GIVEN TASK: All the data must come back unchanged, except that pictures are left out.

══════════════════════════════

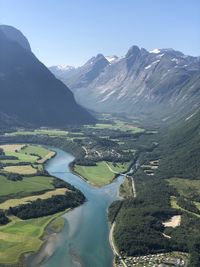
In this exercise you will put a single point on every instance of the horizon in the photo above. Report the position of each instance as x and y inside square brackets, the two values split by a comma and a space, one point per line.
[83, 30]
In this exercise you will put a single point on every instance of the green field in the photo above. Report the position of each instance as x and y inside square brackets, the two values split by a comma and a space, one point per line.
[25, 169]
[101, 174]
[25, 187]
[38, 150]
[19, 237]
[185, 187]
[118, 125]
[126, 189]
[13, 202]
[50, 132]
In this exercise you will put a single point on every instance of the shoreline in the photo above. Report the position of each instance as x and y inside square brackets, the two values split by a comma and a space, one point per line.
[45, 250]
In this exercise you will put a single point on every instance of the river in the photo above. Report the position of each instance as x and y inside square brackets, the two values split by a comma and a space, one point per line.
[84, 241]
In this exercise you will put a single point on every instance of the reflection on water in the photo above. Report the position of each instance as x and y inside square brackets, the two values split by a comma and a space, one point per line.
[84, 239]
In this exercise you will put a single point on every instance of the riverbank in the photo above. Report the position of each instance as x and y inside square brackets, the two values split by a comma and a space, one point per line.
[47, 247]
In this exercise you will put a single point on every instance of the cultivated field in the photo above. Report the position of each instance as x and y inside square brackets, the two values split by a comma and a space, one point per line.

══════════════════════════════

TASK RESULT:
In this exercise you will put a single point on every instance of the horizon in the photo above. Report the position of each instance as x and y inside square brackets, the two values split by a comma and a space, one point per line.
[83, 30]
In this exercise you will put a single point on every instance of the green field in the photo above. Report the position of each instance as x and y inside square brackets, the two values split by a comma and a space, one point per line.
[25, 169]
[101, 174]
[25, 187]
[38, 150]
[19, 237]
[185, 187]
[118, 125]
[126, 189]
[13, 202]
[50, 132]
In this exercise you will put a single point on every instance of the shoreline in the photo above. Report the position of each instance as x and y inside square brackets, the two values split by a comma and a space, one point per line.
[45, 250]
In this exercise you will put a single point on every instance of the river in the photo above. Report the position of each instance as x and y inside square brackets, the two values split by a comma and a space, one point per line.
[84, 241]
In this exercise you will put a single point on every instance of the reflection on water in the photo above. Report the position of each instance as x and y inside square brackets, the two values split by a comma and a space, one point per line.
[84, 239]
In this exercise you will put a single point on every instance of the riverbank in the photo above. Report the position of each instance as x and y inside square brackets, the two values split by a comma and a space, one point per line.
[47, 247]
In this exercise you will put a single point on every instance of the cultivated field in the photo above. Report the position of each instance as x and y inside square brackets, the two values split by a comma and a space, one point per line.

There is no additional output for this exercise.